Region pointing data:

──────────────────────────────

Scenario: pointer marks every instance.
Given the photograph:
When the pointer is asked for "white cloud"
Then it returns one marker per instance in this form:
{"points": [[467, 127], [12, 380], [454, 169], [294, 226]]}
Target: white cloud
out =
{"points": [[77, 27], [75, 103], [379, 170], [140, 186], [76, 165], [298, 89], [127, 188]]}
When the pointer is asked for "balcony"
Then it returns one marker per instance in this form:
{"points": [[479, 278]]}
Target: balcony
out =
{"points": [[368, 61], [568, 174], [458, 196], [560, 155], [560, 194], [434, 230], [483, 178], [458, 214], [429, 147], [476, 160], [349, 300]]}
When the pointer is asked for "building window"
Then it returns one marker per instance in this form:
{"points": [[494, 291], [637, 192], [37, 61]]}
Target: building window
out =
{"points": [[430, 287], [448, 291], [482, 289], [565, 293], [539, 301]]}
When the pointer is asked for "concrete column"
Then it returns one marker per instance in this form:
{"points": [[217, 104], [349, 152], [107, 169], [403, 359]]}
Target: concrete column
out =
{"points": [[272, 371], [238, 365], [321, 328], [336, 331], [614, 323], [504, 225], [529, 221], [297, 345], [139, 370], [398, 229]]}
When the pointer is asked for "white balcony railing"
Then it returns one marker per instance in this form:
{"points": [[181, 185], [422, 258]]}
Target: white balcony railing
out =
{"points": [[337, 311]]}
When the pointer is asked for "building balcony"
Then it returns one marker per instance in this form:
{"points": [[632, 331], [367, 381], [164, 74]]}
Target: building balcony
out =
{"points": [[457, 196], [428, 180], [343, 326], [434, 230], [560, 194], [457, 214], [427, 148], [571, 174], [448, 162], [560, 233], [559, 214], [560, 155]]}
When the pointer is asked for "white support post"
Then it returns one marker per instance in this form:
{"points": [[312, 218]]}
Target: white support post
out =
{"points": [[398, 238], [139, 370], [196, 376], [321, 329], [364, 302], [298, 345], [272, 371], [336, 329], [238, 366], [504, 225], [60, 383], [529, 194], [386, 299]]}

──────────────────────────────

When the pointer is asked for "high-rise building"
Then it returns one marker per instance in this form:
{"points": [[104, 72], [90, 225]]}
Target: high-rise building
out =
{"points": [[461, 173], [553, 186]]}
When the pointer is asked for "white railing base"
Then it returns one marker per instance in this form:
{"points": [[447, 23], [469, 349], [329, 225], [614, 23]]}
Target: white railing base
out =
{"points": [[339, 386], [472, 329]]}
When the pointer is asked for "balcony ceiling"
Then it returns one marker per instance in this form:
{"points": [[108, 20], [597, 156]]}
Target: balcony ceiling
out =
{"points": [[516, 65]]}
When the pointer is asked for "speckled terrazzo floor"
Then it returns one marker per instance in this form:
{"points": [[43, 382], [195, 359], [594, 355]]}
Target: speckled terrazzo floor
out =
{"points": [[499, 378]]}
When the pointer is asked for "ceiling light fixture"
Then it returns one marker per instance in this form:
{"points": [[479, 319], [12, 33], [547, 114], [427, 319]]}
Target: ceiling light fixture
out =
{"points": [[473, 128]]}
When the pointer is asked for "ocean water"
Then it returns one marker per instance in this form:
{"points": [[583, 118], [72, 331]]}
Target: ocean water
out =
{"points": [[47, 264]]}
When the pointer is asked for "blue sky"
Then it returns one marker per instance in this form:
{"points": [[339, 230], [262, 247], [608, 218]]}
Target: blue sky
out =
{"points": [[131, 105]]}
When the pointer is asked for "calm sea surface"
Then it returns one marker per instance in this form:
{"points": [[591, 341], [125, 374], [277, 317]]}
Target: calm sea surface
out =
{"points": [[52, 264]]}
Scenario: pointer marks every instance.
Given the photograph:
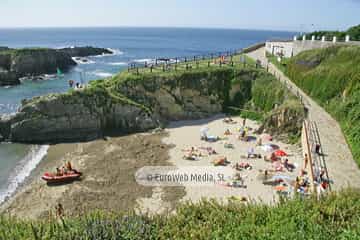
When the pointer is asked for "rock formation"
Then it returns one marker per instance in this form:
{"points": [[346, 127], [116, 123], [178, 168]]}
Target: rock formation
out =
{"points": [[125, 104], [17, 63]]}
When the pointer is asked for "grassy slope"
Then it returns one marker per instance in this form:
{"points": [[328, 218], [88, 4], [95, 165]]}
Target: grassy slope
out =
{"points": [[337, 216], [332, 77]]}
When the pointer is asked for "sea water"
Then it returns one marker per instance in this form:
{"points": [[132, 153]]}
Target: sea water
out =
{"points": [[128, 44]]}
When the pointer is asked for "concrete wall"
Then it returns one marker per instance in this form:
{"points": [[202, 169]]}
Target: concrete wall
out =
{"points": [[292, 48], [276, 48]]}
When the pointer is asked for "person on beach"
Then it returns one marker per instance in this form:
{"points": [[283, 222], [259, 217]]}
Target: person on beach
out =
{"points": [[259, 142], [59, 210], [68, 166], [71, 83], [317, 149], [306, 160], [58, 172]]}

──────────────────────────────

== YOUR ASSIGNMENT ==
Pick from the records each line that contains the word "surface" and show it.

== SOLUTION TO THIS EXERCISE ==
When the pointer is asked for "calm sea surface"
Target: calm sea surface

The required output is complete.